### GIVEN PASSAGE

Opinion
Case No. 2:21-cv-01905-RFB-NJK
2022-08-18
Russell G. Greer, Las Vegas, NV, Pro Se. Eric D. Hone, Joel Z. Schwarz, H1 Law Group, Henderson, NV, Molly M. Lens, Pro Hac Vice, O'Melveny & Meyers LLP, Los Angeles, CA, for Defendant.
Russell G. Greer, Las Vegas, NV, Pro Se. Eric D. Hone, Joel Z. Schwarz, H1 Law Group, Henderson, NV, Molly M. Lens, Pro Hac Vice, O'Melveny & Meyers LLP, Los Angeles, CA, for Defendant. ORDER RICHARD F. BOULWARE, II, UNITED STATES DISTRICT JUDGE
I. INTRODUCTION
Before the Court are Plaintiff's Motions for Preliminary Injunction (ECF Nos. 7, 27, 52), Defendants' Motion to Compel Arbitration (ECF No. 31), and Plaintiff's Motion for Leave to File Supplemental Memorandum (ECF No. 40).
II. PROCEDURAL BACKGROUND
Plaintiff filed the Complaint and Application for Leave to Proceed in forma pauperis on October 15, 2021. ECF No. 1. Plaintiff filed a Motion for Preliminary Injunction on October 31, 2021. ECF No. 7. Plaintiff filed an Amended Complaint on January 42, 2022. ECF No. 23. Plaintiff filed an Amended Motion for Preliminary Injunction on January 28, 2022. ECF No. 27.
On February 4, 2022, Defendants filed a Motion to Compel Arbitration along with a Request for Judicial Notice accompanying that motion. ECF Nos. 31, 32. Plaintiff responded on February 6, 2022 and filed a Motion for Leave to File Supplemental Memorandum on February 13, 2022. ECF Nos. 33, 40. Defendants filed a Reply in support of their Motion to Compel on February 14, 2022. ECF No. 41. Defendants opposed Plaintiff's Motion for Leave to File Supplemental Memorandum on February 28, 2022. ECF No. 45. On May 18, 2022, Plaintiff filed his second Amended Motion for Preliminary Injunction. ECF No. 52. On May 24, 2022, this Court entered an Order granting the parties' stipulation for extension of time. ECF No. 54. The Order indicated that Defendants shall not oppose the second Amended Motion for Preliminary Injunction until and unless the Court denies the pending Motion to Compel Arbitration. Id.
This Order follows.
III. FACTUAL BACKGROUND
Plaintiff Russell Greer is a musician and resident of Las Vegas, Nevada. Defendants Freemantle Productions North America, Inc. and Marathon Productions, Inc. are companies incorporated in Burbank, California. Defendants produce the popular televised talent show competition, "America's Got Talent" ("AGT"). To compete on AGT, contestants first audition. After the audition, contestants may be selected to advance through the competition and eventually appear on a televised round of AGT, where they perform in front of a line-up of celebrity judges for the opportunity to win a large cash prize.

######
### SOURCE DATA

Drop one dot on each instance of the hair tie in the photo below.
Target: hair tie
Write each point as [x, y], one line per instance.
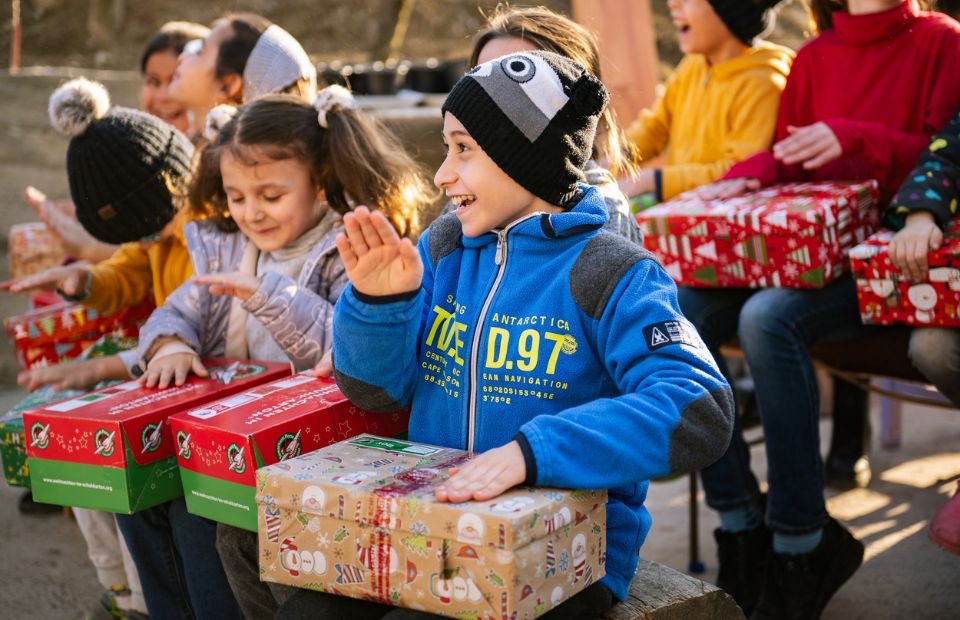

######

According to the court order, which televised talent show do the defendants produce?

"America's Got Talent" ("AGT").